▶ [TEXTE SOURCE]:
%%
Avant de céder à la panique légitime, rappelons quelques faits… C’est au tout début du XVIème siècle que Léonard de Vinci dans des notes annexes à l’invention de la glace italienne trace pour la première fois les plans de la neige… Comme souvent chez Léonard, l’invention reste au stade d’intuition et il n’a pas la temps de la réaliser. Le concept sera développé au cours des siècles jusqu’à l’invention de la boule de neige par Thomas Edison alors qu’il n’avait que cinq ans, inspiration fulgurante qui permettrait de présager du génie futur du jeune garçon… Avec les bienfaits de la civilisation, l’Occident a exporté la neige dans le monde entier : les conquistadors dans la Cordillère des Andes, les Anglais au Népal et au sommet du Kilimandjaro, les Français en Terre-Adélie… La chrétienté a même offert tout un continent de glace à quelques malheureux sauvages Inuits qui, avant, n’avaient rien… La fonte de la neige au sommet du Kilimandjaro et le fait que les pygmées Aka n’ont pas de mot pour la désigner montre d’ailleurs fort bien, en plus de sa générosité universelle, la supériorité intellectuelle de la civilisation blanche sur toute autre. La neige est fort utile en tant de guerre, elle permet de repousser à peu de frais les Napoléon et les nazis pendant les campagnes de Russie. Elle fait aussi rire les enfants et leur permet d’oublier un instant les problèmes d’érection et le prix de l’essence. Enfin, c’est depuis sa démocratisation que l’on sait à quoi sert la fameuse invention d’Archimède, le snow-board… La neige est donc normalement une bénédiction, le fruit du génie humain…
Pourquoi la neige serait-elle alors devenue la onzième plaie d’Égypte, le cinquième cavalier de l’Apocalypse, le quatrième tiers prévisionnel ? On raconte que la neige tue les automobilistes et les clochards, qu’elle brise les os, qu’elle interrompt les transports, casse les lignes électriques, empêche les travailleurs de travailler, qu’elle sème la désolation et l’anarchie… On imagine tout de suite la tendresse que je peux avoir pour elle. Moi, ces draps immenses qui couvrent les lits des rivières me donnent envie de faire l’amour à vos campagnes. Mais bon, reprenons point par point…
La neige tue des automobilistes. Admettons… On voudra bien reconnaître qu’en cette période de réchauffement climatique, c’est de la légitime défense… Les automobilistes ont commencé… Faisons appel à la raison ; quand il neige, la grande majorité des automobilistes passent leur temps à patiner gaiement à moins de dix kilomètres par heure, à fulminer dans des embouteillages et à se demander comment ils ont pu se mettre dans un fossé alors qu’ils conduisaient en ligne droite. Il est évident que quelques jours de neige réduisent le nombre d’accident mortels puisqu’ils réduisent la circulation et la vitesse. La neige ne tue pas les automobilistes, elles les sauvent de leur propre bêtise, les invite à ralentir, à se montrer prudents, elle démontre qu’une voiture est une chose fort dangereuse et qu’ils peuvent aller au boulot à pied .
%%
▶ [LISTE DES ENREGISTREMENTS]:
%%
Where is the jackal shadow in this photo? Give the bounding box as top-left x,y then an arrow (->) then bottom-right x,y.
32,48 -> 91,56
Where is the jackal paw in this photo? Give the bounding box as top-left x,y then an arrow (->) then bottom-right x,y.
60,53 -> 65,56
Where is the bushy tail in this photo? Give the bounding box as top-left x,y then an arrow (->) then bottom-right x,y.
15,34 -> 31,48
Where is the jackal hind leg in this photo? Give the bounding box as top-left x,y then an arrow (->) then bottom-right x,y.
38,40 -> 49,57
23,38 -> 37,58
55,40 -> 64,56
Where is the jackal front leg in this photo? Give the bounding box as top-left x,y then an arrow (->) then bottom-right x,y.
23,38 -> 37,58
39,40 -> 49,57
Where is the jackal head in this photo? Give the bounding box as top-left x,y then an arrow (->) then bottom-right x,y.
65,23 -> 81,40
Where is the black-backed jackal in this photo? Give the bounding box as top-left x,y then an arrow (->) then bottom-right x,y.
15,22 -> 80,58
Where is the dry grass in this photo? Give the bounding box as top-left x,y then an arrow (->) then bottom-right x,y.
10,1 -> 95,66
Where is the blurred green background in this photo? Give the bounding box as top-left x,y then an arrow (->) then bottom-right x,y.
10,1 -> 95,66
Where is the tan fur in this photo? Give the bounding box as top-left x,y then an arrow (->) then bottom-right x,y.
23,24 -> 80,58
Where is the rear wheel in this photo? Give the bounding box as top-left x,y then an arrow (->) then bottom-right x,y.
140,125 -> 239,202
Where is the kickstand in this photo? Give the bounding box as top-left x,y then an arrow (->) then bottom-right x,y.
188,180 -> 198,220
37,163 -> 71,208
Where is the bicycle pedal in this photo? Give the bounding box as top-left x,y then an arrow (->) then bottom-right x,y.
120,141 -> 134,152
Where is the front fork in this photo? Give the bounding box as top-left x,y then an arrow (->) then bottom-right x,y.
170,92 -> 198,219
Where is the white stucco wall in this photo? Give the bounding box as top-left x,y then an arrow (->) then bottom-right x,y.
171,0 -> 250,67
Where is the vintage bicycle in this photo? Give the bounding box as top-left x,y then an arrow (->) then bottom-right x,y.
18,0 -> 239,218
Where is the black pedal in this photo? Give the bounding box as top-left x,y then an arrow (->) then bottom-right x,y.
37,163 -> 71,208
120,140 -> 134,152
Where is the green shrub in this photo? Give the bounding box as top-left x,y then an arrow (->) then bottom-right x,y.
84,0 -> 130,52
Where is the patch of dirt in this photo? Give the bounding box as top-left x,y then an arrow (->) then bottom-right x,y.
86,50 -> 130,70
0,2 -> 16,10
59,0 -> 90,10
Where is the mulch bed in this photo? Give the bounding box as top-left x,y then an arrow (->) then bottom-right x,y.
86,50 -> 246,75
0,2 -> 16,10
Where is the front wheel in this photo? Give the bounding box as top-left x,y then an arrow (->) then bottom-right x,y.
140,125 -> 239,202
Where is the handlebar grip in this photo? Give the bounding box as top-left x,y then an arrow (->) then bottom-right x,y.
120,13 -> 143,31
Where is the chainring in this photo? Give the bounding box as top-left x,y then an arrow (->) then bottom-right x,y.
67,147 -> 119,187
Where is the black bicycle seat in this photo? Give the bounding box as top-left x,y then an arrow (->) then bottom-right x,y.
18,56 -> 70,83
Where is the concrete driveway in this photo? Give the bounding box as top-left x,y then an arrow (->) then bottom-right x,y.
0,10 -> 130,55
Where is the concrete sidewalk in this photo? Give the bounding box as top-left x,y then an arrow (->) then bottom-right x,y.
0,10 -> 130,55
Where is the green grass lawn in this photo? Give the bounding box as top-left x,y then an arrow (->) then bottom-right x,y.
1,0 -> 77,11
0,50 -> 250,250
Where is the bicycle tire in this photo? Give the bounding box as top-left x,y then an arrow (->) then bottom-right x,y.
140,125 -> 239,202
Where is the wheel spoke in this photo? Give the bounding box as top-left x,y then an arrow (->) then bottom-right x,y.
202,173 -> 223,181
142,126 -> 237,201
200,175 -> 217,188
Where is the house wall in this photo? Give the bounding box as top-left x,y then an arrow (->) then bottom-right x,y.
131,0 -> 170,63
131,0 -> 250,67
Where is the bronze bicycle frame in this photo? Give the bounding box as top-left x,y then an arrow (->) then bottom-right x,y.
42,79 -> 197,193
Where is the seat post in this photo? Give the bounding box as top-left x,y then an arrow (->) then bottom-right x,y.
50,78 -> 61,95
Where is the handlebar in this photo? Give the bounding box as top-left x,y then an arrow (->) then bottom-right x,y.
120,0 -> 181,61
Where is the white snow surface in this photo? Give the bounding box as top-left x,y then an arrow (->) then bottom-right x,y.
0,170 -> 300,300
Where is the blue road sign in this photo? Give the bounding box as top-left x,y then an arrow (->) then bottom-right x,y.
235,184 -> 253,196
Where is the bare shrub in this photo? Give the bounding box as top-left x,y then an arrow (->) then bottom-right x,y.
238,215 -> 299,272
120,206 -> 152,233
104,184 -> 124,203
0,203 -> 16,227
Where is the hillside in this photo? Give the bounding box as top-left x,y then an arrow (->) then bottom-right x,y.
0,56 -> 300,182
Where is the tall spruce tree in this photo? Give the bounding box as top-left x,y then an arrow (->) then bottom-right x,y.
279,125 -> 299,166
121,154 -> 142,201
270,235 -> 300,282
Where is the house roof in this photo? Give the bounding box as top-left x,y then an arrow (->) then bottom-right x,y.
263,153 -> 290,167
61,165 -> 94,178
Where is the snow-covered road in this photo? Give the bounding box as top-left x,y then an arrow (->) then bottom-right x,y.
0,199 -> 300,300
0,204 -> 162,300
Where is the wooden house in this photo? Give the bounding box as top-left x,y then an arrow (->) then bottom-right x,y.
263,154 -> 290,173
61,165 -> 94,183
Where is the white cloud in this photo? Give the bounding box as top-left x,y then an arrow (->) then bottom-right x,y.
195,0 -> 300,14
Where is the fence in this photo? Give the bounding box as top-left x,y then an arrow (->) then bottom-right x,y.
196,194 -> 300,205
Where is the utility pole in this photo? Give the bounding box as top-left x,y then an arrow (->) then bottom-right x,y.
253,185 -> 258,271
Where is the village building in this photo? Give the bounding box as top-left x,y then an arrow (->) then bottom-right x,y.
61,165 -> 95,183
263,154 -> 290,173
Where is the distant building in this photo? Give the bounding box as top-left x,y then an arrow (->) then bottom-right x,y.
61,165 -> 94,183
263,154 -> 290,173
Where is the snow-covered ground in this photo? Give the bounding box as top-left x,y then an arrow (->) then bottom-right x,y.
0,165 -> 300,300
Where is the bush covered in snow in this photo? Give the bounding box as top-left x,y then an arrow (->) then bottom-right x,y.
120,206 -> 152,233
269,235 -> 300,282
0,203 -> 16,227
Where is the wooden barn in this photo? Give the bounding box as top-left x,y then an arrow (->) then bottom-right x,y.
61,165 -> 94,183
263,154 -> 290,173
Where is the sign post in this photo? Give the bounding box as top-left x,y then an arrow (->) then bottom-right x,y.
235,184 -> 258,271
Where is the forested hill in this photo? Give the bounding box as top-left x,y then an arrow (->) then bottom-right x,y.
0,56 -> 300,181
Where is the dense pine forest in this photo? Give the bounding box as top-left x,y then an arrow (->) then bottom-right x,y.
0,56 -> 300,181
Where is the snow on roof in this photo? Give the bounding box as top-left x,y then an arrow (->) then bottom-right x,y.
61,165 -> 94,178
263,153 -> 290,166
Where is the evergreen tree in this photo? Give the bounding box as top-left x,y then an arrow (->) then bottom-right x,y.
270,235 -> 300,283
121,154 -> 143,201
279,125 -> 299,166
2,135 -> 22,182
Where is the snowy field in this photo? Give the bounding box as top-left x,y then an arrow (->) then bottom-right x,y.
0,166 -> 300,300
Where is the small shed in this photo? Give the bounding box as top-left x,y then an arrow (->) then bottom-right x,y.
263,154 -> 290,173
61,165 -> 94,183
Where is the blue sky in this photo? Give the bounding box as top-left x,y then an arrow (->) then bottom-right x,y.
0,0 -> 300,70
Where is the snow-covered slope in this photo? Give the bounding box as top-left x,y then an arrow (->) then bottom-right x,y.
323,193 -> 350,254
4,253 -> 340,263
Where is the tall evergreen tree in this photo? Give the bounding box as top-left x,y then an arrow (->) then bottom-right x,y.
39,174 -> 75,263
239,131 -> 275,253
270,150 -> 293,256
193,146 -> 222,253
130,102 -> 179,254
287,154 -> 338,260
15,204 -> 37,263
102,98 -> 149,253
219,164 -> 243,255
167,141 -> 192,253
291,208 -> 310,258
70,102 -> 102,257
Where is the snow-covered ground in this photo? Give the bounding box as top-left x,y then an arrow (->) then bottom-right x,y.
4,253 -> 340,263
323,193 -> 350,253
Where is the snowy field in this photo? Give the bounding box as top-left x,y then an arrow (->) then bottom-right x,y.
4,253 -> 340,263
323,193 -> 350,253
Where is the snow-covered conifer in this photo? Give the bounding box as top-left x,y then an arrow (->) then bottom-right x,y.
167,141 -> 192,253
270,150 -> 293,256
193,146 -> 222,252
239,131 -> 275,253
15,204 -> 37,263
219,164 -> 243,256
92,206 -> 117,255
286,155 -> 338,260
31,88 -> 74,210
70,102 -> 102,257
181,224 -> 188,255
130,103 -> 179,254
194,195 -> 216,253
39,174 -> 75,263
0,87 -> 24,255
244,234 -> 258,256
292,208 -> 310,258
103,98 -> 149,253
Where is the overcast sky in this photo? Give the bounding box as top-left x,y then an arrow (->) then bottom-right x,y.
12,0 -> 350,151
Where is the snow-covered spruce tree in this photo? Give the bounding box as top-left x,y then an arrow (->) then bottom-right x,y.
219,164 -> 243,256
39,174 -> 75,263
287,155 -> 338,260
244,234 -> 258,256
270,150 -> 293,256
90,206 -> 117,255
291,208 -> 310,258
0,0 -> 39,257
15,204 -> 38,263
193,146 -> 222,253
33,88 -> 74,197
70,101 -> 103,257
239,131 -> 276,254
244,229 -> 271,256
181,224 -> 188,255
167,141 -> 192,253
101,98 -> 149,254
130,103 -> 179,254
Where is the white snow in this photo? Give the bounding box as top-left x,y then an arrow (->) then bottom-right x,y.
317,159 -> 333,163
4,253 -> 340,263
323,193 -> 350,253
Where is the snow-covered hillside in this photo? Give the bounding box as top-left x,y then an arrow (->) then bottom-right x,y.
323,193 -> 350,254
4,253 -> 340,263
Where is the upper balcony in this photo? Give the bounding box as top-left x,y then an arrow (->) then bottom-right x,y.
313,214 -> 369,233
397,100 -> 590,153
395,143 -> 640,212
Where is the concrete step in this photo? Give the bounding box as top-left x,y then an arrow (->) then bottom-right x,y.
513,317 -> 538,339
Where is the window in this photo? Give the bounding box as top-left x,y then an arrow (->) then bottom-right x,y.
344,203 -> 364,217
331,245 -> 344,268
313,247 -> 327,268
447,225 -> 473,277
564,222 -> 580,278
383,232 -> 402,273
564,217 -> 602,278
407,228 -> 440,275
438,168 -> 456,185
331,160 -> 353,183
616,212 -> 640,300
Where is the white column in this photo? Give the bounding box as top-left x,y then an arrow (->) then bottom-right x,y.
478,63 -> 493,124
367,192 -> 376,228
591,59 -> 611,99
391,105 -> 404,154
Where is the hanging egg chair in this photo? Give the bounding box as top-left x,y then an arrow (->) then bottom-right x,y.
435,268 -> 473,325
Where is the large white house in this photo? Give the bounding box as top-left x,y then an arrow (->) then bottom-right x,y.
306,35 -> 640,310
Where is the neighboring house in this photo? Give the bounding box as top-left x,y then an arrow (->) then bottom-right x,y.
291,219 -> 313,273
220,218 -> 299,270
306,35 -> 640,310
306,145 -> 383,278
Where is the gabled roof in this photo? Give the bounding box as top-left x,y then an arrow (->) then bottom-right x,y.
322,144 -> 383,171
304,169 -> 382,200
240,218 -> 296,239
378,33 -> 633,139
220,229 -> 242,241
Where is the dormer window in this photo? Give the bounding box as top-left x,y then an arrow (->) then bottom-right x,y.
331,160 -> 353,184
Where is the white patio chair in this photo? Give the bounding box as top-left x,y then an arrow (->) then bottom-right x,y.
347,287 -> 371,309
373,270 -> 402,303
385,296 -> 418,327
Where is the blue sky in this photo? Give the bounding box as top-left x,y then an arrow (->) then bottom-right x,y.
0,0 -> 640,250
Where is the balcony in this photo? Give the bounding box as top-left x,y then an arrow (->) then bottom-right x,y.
%%
▶ [CONSIGNES]:
**1)** Dans le texte sur la neige, relevez tous les lieux cités dans la phrase qui commence par « Avec les bienfaits de la civilisation ».
**2)** Écrivez la suite du texte sur la neige, à partir de l'endroit où il s'arrête.
Vous n'avez pas besoin des enregistrements pour ce travail.

▶ [RÉPONSES]:
**1)**
- la Cordillère des Andes
- le Népal
- le sommet du Kilimandjaro
- la Terre-Adélie

**2)**
La neige tue les clochards. Enfin, le froid quoi. Heu… En fait… Bon… Ça m’ennuie de vous dire ça mais… Voilà… Toutes les statistiques montrent que les clochards meurent moins l’hiver que l’été… … … … Oui, je sais c’est dur à entendre… Voilà, l’explication… Quand la bise est venue, les structures d’accueil et les associations se mettent à fonctionner à plein régime. Pour vous donner un exemple connu, ces gros fainéants des Restos du Coeur passent leur été sous les cocotiers au lieu d’aider les indigents, l’hiver ils rattrapent le temps perdu en distribuant des millions de repas et en contribuant à la réinsertion et au relogement des clochards. Les clochards sont mieux nourris, soignés et logés l’hiver que l’été. La neige, dans sa bonté infinie, réduit considérablement la mortalité des sans-abris.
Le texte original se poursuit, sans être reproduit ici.